__Task prompt__.
Edit the records starting at the line that contains "Reviewer note: verify that every instance of the wall parapet" and stopping after the line that contains "[[198, 102]]": change "blue sky" to "clear sky" and leave everything else as it is. Return only those lines.

__Extracted entries__.
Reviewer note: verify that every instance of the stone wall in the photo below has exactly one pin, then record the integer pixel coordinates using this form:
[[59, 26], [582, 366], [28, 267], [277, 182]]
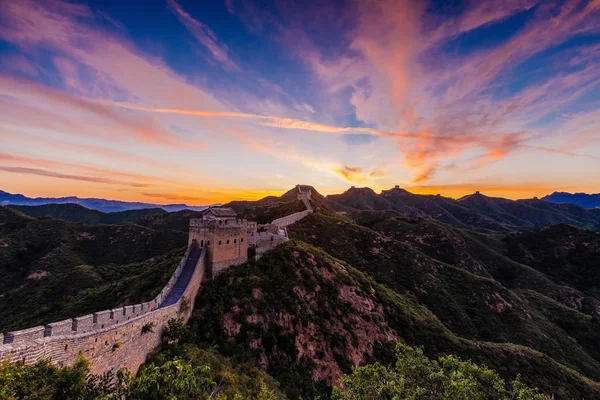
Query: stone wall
[[265, 241], [286, 221], [109, 339]]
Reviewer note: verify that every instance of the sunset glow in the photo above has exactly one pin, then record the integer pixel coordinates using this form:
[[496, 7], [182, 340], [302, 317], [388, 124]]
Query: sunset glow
[[175, 101]]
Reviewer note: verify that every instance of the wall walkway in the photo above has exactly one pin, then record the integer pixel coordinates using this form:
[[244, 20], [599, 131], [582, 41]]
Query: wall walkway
[[111, 339]]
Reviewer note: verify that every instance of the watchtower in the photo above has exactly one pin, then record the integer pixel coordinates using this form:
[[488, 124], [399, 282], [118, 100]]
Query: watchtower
[[223, 235]]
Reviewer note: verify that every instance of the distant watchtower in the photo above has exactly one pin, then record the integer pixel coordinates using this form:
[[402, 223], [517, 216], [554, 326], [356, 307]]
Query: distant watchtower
[[304, 196], [223, 235]]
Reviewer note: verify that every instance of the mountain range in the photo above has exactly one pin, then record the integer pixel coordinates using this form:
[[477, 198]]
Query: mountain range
[[91, 203], [512, 285], [581, 199], [475, 211]]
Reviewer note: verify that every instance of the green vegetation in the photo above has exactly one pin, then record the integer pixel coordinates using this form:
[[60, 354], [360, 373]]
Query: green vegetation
[[173, 373], [77, 213], [307, 318], [53, 269], [414, 376], [476, 211], [488, 314]]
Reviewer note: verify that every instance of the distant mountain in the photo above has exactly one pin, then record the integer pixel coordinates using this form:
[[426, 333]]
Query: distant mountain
[[52, 269], [475, 211], [103, 205], [580, 199], [154, 218]]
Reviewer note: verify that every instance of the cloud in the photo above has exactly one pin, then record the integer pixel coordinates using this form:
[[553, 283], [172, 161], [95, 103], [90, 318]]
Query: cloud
[[359, 139], [144, 129], [52, 174], [352, 174], [204, 35], [377, 173]]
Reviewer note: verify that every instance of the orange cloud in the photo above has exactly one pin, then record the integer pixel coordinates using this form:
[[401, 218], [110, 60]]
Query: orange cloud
[[352, 174], [144, 129]]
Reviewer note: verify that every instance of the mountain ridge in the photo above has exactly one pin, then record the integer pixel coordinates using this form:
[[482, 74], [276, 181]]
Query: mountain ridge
[[584, 200], [104, 205]]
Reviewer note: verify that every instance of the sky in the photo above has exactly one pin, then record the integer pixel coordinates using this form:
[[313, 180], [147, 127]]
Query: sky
[[184, 101]]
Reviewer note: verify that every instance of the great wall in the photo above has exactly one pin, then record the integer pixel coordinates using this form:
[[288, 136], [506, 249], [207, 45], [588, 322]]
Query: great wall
[[123, 337]]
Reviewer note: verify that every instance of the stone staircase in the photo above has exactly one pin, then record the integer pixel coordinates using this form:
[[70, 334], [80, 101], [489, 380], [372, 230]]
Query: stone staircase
[[184, 278]]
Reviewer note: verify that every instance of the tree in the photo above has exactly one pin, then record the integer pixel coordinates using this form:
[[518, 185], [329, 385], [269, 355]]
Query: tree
[[171, 381], [416, 377]]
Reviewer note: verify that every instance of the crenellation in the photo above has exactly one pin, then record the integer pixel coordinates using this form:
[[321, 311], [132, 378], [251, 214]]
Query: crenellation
[[223, 239], [83, 324], [117, 315], [127, 312], [60, 328], [104, 319], [37, 332]]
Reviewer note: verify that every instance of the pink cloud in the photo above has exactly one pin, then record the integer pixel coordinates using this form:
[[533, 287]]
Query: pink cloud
[[204, 35]]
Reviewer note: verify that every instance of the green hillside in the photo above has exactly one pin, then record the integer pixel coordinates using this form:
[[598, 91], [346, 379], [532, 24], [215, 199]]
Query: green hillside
[[52, 269], [307, 318]]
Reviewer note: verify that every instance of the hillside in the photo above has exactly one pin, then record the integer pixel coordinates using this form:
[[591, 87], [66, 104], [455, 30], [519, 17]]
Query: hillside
[[103, 205], [154, 218], [307, 318], [52, 269], [344, 290], [270, 208], [468, 283], [76, 213], [476, 211]]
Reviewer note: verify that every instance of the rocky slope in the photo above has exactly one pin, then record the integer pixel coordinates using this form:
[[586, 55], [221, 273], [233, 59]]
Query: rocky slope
[[306, 318], [486, 214], [53, 269]]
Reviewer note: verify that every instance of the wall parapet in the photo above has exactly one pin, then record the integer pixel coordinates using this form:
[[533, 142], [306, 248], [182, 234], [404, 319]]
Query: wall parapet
[[62, 341]]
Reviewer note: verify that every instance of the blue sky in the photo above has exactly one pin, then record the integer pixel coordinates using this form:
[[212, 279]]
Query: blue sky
[[198, 102]]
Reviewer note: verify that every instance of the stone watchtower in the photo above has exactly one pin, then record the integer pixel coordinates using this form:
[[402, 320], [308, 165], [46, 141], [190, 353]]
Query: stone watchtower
[[223, 235]]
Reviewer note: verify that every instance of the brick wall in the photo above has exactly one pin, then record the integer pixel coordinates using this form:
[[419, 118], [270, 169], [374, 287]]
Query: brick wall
[[109, 339]]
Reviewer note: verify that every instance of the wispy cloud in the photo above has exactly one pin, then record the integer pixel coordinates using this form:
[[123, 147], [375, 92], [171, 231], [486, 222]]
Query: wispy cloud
[[204, 35], [53, 174]]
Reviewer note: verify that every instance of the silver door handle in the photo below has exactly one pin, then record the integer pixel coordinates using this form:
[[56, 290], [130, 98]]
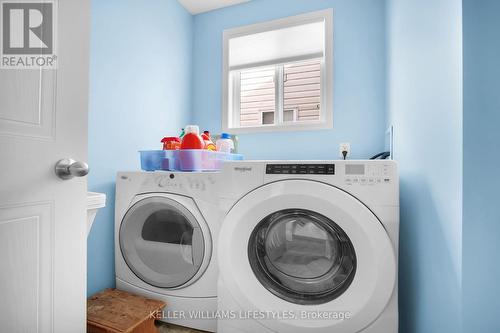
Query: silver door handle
[[68, 168]]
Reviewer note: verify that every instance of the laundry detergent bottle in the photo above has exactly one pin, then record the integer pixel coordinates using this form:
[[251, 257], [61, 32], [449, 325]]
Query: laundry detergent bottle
[[225, 144], [209, 145], [192, 138]]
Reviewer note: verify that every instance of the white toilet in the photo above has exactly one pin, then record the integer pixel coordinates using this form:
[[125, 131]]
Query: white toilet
[[94, 202]]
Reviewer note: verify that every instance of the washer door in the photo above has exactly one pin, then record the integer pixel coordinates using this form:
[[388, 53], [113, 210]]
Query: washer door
[[162, 242], [306, 247], [301, 256]]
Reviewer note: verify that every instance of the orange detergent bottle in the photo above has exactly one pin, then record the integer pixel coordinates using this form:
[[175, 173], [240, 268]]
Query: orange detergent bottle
[[192, 138], [209, 145]]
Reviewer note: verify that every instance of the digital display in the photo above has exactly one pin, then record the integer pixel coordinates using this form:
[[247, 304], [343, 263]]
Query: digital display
[[310, 169], [354, 169]]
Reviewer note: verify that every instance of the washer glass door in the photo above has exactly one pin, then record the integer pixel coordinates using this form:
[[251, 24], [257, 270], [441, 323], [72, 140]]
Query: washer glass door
[[161, 242], [302, 256]]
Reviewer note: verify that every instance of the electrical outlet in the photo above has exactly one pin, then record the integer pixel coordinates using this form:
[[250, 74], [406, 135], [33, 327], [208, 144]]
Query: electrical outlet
[[346, 146]]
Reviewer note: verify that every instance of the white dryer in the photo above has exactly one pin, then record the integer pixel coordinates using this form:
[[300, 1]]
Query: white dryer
[[165, 226], [309, 246]]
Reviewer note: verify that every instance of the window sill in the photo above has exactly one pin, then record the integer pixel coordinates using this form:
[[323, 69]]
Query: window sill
[[281, 128]]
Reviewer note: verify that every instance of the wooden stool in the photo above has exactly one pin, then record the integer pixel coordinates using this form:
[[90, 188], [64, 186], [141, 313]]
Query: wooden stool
[[116, 311]]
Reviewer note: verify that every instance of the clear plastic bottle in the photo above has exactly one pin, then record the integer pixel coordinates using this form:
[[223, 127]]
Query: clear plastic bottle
[[225, 144]]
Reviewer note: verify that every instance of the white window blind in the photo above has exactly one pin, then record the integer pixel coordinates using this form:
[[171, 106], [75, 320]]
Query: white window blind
[[284, 45]]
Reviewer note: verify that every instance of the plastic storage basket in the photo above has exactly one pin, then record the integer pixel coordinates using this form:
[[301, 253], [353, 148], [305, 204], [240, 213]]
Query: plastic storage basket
[[185, 160]]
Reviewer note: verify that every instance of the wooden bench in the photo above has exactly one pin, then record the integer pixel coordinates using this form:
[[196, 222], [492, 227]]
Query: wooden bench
[[116, 311]]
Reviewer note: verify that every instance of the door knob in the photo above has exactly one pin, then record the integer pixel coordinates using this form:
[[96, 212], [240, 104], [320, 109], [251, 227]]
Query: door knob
[[68, 168]]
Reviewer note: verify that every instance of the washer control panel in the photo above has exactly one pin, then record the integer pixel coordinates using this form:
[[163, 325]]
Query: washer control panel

__Output of the task__.
Reviewer note: verify that every instance of the wall parapet in the photo above has exactly one pin, then record the integer pixel coordinates using this form:
[[533, 142], [306, 248], [182, 234], [404, 319]]
Query: wall parapet
[[62, 341]]
Reviewer note: verify that every instance of the clear sky in the photo above has exactly one pin, then record the integer pixel coordinates using this form:
[[212, 279]]
Query: clear sky
[[198, 102]]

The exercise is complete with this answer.